* _Task item_
Among the records that follow, set down only the lines from the one containing "positive clicks: (280, 371)" to the one containing "19L606 165L546 63L395", both included, exactly.

* _Records for this task_

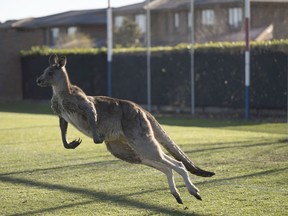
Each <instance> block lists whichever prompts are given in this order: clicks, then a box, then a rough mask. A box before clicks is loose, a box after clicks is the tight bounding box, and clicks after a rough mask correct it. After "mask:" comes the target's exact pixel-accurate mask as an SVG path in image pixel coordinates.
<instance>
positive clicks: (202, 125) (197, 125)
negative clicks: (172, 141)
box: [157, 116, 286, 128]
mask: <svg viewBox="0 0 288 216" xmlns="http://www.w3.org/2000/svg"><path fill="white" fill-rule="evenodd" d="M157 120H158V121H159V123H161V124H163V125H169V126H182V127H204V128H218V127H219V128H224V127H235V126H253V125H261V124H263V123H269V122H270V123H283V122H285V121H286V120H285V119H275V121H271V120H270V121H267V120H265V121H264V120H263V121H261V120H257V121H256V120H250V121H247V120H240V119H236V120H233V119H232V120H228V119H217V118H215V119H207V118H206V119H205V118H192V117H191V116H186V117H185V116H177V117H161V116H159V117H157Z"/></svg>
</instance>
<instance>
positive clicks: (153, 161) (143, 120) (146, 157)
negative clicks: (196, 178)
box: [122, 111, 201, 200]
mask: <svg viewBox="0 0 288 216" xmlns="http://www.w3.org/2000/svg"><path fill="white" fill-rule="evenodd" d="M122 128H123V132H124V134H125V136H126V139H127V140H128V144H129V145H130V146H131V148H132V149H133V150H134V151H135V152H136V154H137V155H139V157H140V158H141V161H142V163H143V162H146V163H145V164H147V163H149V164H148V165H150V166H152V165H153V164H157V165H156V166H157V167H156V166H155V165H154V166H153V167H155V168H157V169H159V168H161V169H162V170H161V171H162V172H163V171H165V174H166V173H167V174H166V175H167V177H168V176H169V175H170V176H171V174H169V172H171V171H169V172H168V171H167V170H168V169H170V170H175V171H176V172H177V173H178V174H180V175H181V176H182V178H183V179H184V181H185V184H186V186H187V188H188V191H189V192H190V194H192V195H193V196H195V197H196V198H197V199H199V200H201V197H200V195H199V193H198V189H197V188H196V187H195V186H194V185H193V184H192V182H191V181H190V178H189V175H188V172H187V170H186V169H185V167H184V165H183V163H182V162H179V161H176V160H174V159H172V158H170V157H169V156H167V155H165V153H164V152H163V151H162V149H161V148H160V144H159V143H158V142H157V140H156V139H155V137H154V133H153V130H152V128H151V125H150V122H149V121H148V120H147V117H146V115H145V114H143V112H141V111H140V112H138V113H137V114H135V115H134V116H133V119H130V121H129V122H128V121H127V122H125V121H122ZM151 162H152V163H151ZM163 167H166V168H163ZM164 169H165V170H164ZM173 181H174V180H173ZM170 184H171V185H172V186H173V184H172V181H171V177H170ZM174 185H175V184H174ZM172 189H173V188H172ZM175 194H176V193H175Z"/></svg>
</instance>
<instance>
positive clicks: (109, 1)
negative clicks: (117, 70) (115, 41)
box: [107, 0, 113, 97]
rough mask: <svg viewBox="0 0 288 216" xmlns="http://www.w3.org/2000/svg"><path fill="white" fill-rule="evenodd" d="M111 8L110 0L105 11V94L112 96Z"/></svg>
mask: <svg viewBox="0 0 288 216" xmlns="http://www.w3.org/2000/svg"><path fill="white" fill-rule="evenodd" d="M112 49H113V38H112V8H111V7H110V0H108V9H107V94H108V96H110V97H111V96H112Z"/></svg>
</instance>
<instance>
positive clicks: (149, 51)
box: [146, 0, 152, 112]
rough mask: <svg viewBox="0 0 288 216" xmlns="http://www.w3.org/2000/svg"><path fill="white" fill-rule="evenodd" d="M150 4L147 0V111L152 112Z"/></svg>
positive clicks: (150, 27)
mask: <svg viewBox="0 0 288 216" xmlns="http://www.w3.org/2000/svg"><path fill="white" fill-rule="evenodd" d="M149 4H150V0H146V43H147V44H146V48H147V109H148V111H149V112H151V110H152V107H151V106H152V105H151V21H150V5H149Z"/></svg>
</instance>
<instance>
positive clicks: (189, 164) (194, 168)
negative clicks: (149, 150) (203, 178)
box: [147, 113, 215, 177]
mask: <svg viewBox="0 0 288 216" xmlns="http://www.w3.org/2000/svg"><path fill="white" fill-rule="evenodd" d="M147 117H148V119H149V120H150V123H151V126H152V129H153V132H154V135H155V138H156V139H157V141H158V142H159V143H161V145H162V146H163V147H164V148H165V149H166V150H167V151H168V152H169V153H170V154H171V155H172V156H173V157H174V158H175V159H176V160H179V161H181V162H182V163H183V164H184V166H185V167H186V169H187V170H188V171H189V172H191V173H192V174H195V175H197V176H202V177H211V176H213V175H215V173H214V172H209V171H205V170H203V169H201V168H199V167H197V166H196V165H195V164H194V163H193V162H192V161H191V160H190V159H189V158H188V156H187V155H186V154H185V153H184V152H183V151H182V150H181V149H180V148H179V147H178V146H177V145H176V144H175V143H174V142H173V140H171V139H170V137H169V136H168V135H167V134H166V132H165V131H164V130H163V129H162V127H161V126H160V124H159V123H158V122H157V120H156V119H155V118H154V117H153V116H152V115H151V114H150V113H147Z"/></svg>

--

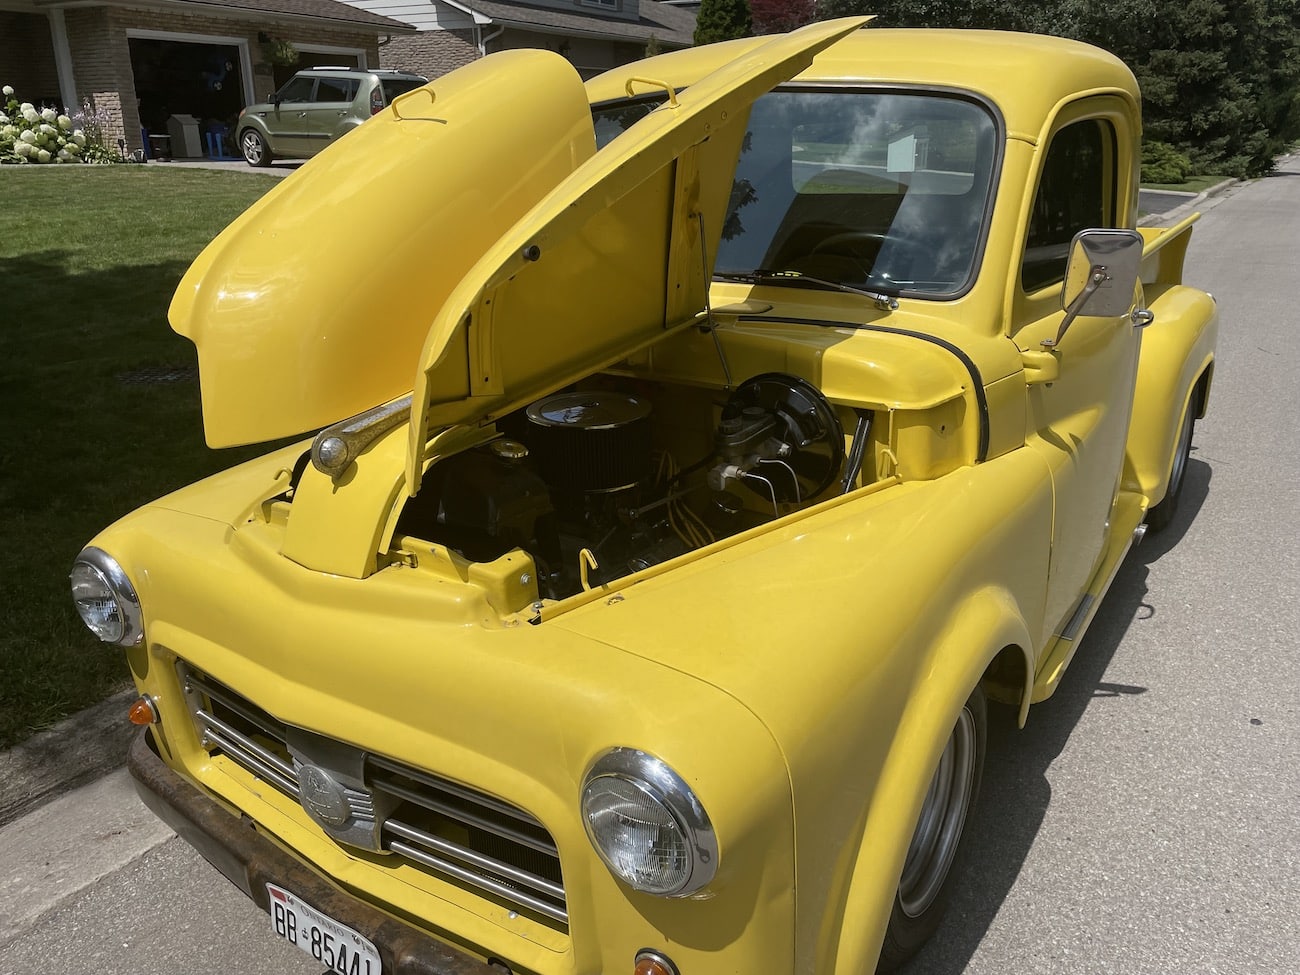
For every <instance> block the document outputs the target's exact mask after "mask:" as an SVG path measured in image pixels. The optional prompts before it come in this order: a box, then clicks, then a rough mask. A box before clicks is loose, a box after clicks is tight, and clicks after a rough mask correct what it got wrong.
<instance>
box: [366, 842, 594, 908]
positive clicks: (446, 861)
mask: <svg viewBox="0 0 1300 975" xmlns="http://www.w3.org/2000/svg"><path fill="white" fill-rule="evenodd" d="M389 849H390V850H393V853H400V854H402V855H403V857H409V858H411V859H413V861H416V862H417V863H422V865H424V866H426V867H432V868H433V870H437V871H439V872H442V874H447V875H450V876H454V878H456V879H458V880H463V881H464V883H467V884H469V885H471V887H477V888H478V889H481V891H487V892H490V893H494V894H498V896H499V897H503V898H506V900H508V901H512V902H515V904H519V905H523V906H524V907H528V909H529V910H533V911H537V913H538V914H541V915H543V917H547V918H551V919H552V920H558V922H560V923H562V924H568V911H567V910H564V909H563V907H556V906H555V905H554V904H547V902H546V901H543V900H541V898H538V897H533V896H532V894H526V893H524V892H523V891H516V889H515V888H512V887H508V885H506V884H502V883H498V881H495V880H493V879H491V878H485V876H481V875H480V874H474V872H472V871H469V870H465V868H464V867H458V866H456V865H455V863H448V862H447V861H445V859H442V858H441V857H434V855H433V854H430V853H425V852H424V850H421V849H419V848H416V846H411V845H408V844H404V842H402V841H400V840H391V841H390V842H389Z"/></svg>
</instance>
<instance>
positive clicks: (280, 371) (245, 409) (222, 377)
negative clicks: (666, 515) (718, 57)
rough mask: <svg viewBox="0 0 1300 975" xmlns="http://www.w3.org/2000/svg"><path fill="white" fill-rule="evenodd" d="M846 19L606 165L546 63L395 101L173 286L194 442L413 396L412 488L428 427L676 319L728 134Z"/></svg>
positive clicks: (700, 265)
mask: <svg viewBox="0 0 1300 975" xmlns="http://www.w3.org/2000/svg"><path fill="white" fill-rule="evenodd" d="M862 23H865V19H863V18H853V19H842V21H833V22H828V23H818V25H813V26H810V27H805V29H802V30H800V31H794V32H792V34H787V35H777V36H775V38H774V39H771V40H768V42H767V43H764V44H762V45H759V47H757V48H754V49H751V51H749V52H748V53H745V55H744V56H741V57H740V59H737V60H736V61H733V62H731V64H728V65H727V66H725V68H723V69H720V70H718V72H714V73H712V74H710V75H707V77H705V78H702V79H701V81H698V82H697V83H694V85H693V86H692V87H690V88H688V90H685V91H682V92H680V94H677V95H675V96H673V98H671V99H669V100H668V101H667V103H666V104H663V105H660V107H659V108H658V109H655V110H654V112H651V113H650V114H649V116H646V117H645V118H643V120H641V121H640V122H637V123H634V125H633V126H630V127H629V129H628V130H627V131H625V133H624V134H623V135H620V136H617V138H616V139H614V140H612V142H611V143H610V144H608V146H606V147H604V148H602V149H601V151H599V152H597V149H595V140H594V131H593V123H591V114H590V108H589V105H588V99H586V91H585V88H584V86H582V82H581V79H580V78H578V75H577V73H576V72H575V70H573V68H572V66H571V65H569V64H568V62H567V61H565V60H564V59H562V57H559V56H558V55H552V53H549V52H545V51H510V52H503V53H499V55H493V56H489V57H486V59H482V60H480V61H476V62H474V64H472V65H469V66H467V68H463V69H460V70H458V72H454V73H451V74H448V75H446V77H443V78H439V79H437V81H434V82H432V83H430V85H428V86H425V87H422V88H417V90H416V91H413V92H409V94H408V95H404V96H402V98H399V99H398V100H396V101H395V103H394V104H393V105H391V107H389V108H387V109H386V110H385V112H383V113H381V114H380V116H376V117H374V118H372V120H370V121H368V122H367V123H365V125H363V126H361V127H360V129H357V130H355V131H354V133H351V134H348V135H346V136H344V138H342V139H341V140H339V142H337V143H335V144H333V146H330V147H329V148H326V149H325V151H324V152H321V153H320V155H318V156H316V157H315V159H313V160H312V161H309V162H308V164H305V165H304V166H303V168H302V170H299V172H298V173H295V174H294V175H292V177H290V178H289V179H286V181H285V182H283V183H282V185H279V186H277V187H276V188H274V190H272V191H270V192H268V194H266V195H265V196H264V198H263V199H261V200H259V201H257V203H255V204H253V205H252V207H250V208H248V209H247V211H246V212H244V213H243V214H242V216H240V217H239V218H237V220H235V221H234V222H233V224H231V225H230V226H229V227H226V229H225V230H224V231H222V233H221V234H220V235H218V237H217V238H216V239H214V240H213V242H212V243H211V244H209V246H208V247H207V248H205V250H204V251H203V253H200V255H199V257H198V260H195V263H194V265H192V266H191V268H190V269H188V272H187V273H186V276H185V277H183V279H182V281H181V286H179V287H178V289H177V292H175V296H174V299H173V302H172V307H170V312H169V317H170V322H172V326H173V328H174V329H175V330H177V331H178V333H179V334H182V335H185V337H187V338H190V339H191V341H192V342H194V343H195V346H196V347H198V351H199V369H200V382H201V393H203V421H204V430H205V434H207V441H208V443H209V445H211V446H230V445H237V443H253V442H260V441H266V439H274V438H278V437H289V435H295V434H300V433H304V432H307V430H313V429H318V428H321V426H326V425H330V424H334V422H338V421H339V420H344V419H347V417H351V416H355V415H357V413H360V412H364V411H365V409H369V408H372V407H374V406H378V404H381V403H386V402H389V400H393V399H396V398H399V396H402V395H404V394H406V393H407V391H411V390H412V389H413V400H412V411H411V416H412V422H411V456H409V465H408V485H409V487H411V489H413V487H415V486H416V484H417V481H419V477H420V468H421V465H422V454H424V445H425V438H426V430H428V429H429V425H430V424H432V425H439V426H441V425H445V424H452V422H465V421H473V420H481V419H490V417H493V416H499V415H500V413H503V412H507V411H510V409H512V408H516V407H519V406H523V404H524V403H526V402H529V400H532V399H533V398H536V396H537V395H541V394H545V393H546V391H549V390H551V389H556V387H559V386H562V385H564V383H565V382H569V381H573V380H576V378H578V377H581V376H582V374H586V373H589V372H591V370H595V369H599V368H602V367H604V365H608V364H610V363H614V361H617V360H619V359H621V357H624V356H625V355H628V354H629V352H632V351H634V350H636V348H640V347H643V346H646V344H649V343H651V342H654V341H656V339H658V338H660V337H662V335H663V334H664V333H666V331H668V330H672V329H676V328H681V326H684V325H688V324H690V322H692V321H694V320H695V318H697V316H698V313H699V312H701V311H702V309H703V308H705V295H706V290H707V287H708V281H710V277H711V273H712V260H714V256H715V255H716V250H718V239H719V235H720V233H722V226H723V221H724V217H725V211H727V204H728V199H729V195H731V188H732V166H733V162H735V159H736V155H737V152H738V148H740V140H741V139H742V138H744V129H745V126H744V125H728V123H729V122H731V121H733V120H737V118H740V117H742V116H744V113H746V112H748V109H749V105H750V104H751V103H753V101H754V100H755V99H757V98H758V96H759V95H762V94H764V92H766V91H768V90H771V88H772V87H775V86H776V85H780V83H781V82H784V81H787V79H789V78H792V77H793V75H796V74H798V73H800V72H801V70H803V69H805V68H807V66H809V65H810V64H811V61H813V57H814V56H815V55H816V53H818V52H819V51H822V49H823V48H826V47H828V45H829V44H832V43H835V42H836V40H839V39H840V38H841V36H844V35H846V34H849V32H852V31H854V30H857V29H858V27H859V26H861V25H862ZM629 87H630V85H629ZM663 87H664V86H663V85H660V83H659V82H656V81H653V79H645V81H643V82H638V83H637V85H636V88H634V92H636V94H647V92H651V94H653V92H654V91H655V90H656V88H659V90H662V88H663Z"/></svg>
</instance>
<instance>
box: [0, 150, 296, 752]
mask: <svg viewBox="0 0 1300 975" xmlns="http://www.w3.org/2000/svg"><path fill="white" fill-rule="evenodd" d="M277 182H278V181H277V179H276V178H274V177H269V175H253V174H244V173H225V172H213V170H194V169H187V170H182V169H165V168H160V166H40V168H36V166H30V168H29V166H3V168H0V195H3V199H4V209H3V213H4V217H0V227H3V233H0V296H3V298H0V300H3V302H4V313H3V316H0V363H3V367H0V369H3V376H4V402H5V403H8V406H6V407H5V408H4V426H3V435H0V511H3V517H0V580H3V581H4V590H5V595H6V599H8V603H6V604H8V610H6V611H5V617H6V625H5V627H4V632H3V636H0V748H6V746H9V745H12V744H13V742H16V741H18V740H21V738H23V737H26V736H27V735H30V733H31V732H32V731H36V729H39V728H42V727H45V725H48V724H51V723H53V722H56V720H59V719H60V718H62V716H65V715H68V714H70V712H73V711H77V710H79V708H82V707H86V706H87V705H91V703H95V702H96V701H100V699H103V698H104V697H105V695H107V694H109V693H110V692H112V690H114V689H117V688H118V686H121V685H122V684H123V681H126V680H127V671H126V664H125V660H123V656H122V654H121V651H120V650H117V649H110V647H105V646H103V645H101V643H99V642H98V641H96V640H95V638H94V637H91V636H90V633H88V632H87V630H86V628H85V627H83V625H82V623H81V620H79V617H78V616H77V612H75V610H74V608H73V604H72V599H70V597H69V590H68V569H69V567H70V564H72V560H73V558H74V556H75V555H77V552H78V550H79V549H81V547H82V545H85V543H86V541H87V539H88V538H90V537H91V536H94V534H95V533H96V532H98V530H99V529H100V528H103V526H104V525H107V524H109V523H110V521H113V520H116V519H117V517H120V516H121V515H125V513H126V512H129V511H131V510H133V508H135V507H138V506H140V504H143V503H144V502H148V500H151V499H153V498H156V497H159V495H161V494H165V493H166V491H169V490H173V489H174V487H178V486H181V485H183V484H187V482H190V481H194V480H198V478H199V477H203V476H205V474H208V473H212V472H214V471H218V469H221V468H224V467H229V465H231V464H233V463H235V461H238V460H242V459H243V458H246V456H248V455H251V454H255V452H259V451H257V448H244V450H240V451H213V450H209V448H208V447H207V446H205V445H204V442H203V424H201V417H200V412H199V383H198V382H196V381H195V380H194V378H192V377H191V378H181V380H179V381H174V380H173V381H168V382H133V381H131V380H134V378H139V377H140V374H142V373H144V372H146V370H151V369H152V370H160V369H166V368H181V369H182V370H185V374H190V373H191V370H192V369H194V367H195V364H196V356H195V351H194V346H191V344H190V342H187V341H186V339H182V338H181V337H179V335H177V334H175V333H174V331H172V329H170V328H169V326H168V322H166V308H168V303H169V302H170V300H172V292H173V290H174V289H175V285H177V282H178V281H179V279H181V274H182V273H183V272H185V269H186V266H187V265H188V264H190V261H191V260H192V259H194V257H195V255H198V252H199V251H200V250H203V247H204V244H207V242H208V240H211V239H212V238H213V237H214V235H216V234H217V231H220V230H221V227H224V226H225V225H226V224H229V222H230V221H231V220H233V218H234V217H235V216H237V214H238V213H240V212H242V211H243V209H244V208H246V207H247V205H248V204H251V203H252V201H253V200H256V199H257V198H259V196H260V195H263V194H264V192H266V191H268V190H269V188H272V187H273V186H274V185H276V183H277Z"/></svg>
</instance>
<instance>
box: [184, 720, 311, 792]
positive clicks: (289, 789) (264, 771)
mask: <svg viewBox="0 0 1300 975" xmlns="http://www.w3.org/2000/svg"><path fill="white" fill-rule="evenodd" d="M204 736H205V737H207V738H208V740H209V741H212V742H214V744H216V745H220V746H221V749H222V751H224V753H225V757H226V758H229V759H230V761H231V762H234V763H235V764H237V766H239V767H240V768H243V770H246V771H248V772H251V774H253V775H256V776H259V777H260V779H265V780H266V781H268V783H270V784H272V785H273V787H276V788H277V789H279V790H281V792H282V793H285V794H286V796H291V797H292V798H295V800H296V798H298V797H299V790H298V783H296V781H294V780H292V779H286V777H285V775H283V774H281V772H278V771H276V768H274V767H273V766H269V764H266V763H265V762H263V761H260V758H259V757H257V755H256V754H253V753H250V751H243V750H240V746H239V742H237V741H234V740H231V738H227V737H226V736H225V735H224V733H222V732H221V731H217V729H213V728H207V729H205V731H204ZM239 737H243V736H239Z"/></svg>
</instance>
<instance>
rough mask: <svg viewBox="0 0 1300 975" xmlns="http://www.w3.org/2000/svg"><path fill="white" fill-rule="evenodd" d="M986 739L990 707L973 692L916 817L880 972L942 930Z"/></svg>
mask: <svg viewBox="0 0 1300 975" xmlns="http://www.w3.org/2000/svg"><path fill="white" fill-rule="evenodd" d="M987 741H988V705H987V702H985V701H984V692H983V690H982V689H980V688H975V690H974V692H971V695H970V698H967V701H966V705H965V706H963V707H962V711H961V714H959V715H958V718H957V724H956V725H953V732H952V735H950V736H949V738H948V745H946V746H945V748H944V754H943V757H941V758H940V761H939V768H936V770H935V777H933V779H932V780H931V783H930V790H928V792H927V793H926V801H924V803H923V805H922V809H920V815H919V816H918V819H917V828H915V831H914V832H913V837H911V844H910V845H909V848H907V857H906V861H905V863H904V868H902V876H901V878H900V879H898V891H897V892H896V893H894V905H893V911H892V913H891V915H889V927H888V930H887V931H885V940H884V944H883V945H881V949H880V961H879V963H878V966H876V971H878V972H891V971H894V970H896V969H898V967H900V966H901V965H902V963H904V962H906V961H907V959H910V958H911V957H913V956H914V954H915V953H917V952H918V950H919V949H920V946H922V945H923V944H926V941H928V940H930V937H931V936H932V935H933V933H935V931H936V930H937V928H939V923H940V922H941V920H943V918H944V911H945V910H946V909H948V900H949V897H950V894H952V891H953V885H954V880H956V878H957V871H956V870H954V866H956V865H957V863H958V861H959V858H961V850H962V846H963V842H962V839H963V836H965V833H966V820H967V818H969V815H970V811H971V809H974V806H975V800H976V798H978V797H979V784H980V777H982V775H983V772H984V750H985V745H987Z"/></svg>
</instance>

* _Your response_
positive clicks: (280, 371) (245, 409) (222, 377)
negative clicks: (666, 515) (718, 57)
rough mask: <svg viewBox="0 0 1300 975" xmlns="http://www.w3.org/2000/svg"><path fill="white" fill-rule="evenodd" d="M846 19L606 165L546 63L395 101L173 286L194 442L413 396L412 488L428 427L676 319L728 134Z"/></svg>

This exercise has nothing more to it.